## [The problem]
The expected result is the segment of the entries that begins with the line containing "Note: pick out each instance of the blue sky" and ends with the last line, copied verbatim.

## [Supplied records]
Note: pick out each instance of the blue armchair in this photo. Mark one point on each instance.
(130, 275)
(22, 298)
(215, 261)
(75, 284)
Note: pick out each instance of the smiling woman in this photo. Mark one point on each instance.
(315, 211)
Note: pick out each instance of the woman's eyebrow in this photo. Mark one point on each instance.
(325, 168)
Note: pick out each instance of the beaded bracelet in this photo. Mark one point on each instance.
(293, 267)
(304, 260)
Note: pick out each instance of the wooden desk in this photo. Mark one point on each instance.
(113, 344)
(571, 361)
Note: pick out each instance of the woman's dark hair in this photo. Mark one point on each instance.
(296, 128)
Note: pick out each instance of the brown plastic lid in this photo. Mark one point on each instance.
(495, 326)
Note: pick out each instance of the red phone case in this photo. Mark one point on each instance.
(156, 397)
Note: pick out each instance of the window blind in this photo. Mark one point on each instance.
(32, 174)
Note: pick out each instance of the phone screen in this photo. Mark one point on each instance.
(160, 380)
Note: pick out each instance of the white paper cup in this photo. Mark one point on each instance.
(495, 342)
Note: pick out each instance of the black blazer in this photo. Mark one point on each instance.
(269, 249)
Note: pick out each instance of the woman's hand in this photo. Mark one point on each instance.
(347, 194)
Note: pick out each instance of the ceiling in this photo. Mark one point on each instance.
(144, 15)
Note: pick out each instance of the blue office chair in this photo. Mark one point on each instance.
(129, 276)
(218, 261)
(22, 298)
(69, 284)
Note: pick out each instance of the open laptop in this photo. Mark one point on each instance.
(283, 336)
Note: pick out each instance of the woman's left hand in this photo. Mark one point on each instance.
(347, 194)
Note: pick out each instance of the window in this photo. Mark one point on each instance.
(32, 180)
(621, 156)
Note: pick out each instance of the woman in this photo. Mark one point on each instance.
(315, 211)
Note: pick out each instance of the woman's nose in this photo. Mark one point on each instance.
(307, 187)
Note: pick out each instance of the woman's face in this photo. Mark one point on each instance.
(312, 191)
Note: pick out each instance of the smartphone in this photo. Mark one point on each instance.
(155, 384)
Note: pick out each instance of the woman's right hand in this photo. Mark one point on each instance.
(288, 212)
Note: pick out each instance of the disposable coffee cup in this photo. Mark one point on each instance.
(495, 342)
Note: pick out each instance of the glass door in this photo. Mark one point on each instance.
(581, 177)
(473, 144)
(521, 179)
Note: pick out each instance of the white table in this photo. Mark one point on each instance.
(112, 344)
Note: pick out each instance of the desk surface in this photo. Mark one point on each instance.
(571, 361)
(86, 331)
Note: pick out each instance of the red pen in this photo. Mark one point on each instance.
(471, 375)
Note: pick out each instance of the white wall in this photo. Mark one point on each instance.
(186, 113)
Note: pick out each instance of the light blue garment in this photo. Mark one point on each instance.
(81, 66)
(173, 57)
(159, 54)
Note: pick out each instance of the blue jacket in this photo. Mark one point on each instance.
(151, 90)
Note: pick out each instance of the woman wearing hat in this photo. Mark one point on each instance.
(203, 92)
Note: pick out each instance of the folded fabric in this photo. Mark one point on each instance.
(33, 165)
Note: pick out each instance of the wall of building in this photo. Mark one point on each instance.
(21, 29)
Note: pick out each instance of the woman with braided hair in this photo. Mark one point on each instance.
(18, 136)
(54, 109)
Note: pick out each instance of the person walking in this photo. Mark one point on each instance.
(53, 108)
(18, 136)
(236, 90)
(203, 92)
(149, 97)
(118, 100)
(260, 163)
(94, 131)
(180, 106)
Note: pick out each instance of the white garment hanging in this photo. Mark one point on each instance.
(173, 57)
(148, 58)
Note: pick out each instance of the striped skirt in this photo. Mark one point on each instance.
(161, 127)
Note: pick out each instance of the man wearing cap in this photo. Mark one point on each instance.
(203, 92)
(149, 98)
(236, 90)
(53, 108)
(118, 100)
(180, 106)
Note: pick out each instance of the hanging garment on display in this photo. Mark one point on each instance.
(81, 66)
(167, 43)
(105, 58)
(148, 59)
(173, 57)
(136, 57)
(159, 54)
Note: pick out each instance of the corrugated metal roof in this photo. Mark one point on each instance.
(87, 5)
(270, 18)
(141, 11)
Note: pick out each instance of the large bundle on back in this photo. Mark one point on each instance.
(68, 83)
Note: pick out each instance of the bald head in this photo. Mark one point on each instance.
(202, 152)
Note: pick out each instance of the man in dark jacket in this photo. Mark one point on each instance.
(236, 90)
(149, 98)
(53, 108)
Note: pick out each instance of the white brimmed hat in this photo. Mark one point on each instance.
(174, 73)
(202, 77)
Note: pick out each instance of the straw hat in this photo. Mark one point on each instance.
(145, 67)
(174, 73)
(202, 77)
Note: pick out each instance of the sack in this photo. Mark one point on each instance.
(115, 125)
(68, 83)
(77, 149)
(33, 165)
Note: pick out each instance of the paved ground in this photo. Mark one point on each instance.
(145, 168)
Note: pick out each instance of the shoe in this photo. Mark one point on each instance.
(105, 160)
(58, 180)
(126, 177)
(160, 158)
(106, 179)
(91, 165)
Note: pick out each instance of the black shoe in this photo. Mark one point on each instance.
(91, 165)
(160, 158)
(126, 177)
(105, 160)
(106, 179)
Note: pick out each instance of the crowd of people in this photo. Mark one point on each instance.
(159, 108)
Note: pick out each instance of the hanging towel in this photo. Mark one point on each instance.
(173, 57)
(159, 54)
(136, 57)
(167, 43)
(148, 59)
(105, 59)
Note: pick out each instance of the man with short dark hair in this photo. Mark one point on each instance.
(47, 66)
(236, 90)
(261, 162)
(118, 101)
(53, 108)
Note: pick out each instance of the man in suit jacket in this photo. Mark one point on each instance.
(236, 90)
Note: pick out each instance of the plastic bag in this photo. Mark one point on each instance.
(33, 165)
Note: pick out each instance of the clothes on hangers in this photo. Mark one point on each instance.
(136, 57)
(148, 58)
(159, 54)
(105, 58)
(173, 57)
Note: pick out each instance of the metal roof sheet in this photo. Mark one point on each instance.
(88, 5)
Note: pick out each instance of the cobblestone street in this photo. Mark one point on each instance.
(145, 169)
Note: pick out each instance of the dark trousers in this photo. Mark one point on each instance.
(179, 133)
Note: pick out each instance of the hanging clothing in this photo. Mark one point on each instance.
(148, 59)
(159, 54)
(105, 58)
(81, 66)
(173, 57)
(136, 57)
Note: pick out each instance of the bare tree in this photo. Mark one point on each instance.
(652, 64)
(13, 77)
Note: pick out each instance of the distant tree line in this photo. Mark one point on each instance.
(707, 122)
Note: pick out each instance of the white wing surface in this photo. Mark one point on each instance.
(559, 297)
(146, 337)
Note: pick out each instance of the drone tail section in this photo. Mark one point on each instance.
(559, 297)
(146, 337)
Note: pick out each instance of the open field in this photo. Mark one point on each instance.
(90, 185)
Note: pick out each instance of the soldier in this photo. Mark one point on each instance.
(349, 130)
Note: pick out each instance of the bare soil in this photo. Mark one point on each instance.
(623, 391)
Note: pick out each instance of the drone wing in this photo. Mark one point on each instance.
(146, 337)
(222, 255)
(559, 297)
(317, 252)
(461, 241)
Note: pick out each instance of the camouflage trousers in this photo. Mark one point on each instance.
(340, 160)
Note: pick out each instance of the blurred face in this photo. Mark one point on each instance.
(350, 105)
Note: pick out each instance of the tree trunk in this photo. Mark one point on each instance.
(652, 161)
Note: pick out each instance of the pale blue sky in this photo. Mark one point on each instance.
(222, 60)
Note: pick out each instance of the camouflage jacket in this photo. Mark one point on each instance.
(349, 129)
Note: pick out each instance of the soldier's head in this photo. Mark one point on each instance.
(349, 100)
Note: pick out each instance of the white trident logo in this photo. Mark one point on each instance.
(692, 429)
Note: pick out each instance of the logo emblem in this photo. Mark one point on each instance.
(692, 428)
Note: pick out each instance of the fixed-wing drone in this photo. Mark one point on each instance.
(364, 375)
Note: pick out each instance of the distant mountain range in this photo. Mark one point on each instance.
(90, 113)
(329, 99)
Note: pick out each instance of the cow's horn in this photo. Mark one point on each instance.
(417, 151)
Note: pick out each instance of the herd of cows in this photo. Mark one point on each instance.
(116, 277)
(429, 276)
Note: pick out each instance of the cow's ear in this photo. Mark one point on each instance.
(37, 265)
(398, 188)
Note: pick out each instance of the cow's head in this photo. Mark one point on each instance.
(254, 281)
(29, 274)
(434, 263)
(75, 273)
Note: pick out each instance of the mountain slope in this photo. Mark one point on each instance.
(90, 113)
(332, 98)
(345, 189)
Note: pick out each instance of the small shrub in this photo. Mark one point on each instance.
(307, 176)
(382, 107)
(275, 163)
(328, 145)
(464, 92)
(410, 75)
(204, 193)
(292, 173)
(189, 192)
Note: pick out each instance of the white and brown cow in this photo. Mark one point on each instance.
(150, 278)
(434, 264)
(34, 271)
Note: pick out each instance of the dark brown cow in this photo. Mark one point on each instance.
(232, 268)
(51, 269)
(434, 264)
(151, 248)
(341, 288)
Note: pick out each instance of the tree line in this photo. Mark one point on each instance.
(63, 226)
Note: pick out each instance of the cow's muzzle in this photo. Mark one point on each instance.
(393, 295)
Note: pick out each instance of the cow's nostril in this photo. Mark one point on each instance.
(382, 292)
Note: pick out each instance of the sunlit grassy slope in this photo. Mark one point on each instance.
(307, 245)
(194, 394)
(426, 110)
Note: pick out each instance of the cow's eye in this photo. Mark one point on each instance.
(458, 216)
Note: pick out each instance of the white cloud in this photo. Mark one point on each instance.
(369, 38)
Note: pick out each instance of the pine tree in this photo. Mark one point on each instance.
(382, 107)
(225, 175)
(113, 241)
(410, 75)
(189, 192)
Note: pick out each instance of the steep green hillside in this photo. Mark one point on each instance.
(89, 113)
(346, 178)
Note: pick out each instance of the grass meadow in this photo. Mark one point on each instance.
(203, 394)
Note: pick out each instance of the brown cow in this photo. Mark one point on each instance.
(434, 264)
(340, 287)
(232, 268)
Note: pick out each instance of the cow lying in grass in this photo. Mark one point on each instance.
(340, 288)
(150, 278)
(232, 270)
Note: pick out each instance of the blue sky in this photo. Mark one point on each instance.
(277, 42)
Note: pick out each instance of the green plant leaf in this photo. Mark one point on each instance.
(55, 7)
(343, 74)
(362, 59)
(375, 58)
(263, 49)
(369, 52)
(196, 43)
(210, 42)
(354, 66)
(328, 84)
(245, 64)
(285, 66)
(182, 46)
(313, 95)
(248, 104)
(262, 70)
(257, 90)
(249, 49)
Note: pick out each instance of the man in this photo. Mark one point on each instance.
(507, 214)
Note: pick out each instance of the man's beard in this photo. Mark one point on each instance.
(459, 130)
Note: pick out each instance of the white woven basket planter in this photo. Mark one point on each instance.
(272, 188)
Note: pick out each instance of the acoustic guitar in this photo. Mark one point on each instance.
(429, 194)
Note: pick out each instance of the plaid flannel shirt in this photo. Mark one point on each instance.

## [Result of the exercise]
Note: pick out each instance of the blue sky in this photo. Mark one point on each instance.
(277, 42)
Note: pick out each instance of the green plant leaf in this photo. Mark one point on each instance.
(55, 7)
(343, 74)
(362, 59)
(375, 58)
(263, 49)
(369, 52)
(196, 43)
(210, 42)
(354, 66)
(328, 84)
(245, 64)
(285, 66)
(182, 46)
(313, 95)
(248, 104)
(262, 70)
(257, 90)
(249, 49)
Note: pick out each instance of the man in this photo. Mark one point on each instance.
(507, 214)
Note: pick out each instance of the man's beard in this photo. Mark one point on each instance.
(459, 130)
Note: pick out each instance of the white woven basket planter in this photo. Mark one point on each instance.
(272, 188)
Note: pick out each instance of the acoustic guitar in this photo. Mark one point on each instance.
(429, 194)
Note: pick out each instance of the plaid flannel shirt in this photo. Mark one point on each instance.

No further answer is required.